**WHAT TO DO:** An exact, word-for-word copy of the entries is required, beginning at the line that contains "Each instance of the white chest" and ending at the last line, both included.

*** Begin section ***

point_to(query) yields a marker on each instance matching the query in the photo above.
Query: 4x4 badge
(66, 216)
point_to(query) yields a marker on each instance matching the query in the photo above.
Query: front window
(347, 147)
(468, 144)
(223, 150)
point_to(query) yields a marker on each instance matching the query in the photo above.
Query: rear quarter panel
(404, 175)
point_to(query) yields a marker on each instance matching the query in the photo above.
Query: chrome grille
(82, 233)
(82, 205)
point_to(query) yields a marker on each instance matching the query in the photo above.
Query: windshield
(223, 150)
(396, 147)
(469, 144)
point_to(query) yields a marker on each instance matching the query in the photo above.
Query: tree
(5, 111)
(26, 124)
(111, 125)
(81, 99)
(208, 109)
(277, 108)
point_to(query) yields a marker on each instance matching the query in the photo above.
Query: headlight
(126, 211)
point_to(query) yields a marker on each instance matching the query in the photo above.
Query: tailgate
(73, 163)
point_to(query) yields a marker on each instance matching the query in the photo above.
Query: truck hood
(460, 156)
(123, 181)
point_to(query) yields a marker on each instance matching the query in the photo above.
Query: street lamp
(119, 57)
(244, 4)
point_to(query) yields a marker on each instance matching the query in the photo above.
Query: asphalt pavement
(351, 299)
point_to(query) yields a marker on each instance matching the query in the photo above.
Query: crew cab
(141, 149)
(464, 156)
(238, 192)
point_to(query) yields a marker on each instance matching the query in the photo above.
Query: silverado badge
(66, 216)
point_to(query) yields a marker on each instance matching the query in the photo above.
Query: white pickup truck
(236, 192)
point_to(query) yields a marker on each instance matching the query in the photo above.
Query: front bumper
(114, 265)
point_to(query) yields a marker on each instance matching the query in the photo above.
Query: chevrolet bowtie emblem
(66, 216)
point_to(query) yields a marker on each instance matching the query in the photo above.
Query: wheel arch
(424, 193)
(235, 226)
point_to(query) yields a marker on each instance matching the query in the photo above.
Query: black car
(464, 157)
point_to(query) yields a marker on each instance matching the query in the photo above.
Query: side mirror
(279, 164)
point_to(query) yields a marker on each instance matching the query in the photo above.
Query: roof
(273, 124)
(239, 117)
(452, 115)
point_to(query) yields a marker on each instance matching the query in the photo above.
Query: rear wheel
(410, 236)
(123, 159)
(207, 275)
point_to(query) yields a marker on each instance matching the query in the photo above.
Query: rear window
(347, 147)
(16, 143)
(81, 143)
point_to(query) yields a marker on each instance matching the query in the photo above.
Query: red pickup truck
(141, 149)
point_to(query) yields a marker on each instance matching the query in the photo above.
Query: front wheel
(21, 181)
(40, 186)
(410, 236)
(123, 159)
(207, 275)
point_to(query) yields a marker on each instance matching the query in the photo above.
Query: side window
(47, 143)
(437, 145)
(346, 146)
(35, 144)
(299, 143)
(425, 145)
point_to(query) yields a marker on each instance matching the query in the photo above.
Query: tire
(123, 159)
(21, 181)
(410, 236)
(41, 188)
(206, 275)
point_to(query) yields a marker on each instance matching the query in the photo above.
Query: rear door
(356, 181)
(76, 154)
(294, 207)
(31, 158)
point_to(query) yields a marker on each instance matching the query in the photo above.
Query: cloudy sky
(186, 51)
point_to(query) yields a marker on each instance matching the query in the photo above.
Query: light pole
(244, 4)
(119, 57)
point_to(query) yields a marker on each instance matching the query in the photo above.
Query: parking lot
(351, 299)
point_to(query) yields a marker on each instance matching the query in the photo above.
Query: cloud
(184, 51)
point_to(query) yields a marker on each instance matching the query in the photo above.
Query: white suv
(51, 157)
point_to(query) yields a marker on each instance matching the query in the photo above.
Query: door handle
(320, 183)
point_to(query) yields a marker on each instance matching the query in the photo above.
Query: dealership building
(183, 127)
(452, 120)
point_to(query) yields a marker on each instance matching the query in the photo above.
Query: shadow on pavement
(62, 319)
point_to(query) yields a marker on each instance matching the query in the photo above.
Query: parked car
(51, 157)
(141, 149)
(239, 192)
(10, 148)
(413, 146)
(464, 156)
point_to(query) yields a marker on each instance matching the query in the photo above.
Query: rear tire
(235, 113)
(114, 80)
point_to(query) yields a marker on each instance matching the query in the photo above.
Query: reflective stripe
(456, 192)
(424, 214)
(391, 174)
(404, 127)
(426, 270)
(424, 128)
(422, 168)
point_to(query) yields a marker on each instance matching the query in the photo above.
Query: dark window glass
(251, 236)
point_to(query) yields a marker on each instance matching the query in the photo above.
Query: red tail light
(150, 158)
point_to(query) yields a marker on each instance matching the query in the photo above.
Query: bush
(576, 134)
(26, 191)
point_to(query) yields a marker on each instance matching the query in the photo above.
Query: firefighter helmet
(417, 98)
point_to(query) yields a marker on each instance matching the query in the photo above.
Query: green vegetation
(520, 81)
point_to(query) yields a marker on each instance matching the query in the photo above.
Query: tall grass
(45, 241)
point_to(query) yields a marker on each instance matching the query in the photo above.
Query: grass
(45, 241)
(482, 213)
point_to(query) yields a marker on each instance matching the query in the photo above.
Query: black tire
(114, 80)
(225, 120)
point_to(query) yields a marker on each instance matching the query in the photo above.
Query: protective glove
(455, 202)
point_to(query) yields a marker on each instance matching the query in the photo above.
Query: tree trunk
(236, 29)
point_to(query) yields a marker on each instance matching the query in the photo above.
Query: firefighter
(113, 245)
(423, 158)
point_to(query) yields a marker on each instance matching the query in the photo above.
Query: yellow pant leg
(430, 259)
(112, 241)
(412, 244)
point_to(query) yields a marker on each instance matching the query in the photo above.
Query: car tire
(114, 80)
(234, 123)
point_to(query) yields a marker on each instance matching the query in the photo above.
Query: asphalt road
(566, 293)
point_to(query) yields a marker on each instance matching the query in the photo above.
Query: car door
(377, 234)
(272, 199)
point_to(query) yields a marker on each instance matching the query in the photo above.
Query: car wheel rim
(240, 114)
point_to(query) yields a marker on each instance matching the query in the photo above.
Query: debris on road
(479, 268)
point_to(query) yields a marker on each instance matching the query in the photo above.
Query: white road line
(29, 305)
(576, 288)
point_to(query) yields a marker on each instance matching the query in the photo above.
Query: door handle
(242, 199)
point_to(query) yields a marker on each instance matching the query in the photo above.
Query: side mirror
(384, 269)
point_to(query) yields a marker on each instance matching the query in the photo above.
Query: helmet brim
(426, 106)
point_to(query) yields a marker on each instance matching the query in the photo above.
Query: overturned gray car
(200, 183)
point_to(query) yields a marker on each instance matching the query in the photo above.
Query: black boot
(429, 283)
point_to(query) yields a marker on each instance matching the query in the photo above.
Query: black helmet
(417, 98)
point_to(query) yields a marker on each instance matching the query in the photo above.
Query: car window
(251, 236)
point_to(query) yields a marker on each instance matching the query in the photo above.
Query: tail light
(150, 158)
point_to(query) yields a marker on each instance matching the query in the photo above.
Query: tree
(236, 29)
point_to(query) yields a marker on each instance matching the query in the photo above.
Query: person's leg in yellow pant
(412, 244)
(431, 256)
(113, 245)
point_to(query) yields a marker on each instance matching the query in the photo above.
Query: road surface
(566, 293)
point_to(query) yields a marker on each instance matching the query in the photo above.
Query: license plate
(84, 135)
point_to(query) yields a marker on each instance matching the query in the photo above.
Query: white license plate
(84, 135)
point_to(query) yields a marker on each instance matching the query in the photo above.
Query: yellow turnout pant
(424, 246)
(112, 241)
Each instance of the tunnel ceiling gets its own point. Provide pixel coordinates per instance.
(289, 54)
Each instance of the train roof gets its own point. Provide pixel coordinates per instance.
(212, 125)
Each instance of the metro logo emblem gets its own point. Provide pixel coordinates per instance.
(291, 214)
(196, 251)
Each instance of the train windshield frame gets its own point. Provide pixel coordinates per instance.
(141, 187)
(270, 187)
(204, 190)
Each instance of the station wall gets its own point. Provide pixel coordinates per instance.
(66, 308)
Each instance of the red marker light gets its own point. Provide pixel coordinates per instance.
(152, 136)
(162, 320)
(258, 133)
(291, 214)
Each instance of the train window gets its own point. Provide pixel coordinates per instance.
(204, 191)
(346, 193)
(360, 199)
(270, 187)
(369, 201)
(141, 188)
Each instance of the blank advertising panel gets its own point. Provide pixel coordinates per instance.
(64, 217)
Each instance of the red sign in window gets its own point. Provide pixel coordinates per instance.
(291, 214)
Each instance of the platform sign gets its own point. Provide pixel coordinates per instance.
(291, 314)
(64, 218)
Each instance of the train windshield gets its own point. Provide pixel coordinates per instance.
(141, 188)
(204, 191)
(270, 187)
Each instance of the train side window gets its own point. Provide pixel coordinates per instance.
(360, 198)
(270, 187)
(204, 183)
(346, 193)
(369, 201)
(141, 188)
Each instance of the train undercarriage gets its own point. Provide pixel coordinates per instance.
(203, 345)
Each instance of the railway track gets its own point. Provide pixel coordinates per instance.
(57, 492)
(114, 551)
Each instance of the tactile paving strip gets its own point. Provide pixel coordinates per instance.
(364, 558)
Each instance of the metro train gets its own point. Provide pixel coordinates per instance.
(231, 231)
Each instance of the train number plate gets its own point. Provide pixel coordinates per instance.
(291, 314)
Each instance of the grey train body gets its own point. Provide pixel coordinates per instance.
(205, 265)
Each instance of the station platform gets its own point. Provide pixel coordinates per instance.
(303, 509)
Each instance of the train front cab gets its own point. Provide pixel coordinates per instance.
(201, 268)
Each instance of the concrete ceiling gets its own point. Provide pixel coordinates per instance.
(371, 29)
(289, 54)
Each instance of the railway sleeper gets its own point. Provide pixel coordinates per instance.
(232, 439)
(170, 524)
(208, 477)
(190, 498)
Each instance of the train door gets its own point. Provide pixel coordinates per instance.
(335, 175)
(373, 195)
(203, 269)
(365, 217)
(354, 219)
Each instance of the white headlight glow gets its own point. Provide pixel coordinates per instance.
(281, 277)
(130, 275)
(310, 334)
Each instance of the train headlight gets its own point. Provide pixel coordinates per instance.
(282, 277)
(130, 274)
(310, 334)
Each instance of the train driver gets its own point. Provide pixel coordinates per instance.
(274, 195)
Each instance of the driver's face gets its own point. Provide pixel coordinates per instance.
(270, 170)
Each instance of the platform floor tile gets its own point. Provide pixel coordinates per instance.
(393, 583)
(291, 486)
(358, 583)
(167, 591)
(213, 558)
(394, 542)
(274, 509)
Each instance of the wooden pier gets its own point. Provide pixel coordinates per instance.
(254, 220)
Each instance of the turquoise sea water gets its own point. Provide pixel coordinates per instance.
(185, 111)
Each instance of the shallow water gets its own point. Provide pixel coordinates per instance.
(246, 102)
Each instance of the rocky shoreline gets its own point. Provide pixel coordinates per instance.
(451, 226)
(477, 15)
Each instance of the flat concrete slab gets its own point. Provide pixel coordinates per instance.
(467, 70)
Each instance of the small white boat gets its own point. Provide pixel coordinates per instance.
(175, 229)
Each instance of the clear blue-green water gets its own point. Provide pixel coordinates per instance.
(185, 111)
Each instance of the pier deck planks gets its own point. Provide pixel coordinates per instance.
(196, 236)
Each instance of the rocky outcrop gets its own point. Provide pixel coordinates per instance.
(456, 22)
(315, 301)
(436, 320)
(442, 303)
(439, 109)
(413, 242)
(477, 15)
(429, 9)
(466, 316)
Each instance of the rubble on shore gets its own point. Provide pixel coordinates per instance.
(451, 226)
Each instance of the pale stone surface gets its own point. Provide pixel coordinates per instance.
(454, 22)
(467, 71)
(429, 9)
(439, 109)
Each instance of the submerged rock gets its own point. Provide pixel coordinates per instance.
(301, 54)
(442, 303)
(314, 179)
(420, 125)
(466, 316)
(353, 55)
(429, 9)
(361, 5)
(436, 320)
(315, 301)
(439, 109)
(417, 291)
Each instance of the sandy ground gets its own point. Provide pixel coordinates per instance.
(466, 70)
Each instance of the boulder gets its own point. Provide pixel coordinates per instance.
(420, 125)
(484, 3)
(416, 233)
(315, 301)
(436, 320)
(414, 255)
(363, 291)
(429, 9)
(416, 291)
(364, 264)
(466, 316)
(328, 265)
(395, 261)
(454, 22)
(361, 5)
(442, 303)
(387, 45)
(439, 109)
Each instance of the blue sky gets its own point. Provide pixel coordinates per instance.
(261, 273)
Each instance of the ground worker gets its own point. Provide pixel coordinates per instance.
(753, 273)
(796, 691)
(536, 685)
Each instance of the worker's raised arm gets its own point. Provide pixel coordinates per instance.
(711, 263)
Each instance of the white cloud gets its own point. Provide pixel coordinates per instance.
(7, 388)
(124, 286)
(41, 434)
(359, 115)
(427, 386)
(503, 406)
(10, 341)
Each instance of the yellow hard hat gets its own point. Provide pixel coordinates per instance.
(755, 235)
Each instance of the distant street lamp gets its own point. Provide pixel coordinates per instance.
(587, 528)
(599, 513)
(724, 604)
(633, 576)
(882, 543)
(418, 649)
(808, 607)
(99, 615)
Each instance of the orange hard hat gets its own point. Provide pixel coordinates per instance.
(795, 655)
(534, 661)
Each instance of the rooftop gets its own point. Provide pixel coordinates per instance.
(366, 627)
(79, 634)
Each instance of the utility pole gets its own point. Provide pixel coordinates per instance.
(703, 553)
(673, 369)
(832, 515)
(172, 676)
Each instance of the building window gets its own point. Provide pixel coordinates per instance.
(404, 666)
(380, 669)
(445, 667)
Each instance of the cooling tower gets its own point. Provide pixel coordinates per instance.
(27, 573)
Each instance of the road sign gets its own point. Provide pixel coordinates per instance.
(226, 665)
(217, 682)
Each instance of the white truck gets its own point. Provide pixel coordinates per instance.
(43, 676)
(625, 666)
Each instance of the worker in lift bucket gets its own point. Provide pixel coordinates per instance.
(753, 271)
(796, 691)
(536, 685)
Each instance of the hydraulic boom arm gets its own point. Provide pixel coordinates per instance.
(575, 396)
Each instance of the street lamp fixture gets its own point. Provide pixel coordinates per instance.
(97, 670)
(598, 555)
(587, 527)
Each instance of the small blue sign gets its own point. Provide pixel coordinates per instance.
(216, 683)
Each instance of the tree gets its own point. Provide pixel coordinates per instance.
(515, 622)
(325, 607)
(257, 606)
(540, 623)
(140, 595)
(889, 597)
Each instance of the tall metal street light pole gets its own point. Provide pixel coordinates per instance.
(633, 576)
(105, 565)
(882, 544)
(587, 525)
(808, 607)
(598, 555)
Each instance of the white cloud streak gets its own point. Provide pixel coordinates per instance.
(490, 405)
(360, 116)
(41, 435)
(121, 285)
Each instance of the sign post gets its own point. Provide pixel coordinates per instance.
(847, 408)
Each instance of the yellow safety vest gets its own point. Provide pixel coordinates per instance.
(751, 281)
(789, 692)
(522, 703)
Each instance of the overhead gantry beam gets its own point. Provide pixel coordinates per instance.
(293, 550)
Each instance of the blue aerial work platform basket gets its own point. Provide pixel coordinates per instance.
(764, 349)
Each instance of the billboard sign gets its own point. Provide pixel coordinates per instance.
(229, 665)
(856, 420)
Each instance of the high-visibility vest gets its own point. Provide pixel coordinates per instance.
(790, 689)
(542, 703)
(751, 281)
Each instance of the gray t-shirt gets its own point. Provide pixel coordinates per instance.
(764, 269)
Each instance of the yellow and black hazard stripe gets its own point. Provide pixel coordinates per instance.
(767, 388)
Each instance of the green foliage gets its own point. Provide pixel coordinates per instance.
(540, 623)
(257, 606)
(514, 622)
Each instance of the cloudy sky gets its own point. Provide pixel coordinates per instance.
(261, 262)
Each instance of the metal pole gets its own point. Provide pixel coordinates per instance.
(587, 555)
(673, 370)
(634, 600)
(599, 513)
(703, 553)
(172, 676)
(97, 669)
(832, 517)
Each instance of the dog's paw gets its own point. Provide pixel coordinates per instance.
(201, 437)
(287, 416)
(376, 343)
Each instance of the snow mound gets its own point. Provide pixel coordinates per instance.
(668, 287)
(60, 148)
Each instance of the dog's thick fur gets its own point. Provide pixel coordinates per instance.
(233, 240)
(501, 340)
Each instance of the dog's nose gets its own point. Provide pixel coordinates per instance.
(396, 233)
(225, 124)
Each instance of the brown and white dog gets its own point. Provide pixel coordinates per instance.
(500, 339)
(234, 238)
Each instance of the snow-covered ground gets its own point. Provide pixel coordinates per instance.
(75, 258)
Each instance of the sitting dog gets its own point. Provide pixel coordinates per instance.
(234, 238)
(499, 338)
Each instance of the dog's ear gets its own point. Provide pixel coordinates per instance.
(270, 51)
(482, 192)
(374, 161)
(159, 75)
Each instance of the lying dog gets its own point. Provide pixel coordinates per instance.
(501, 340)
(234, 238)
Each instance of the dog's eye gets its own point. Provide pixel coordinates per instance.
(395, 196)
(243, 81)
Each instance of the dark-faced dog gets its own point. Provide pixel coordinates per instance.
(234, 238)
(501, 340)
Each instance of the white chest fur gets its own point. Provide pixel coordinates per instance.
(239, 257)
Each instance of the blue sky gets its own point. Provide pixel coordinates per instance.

*** End section ***

**EXERCISE SOLUTION:**
Each instance of the white chest fur gets its own point. Provide pixel coordinates per instance.
(239, 257)
Each instance of the blue sky gets its own point. Provide pixel coordinates per instance.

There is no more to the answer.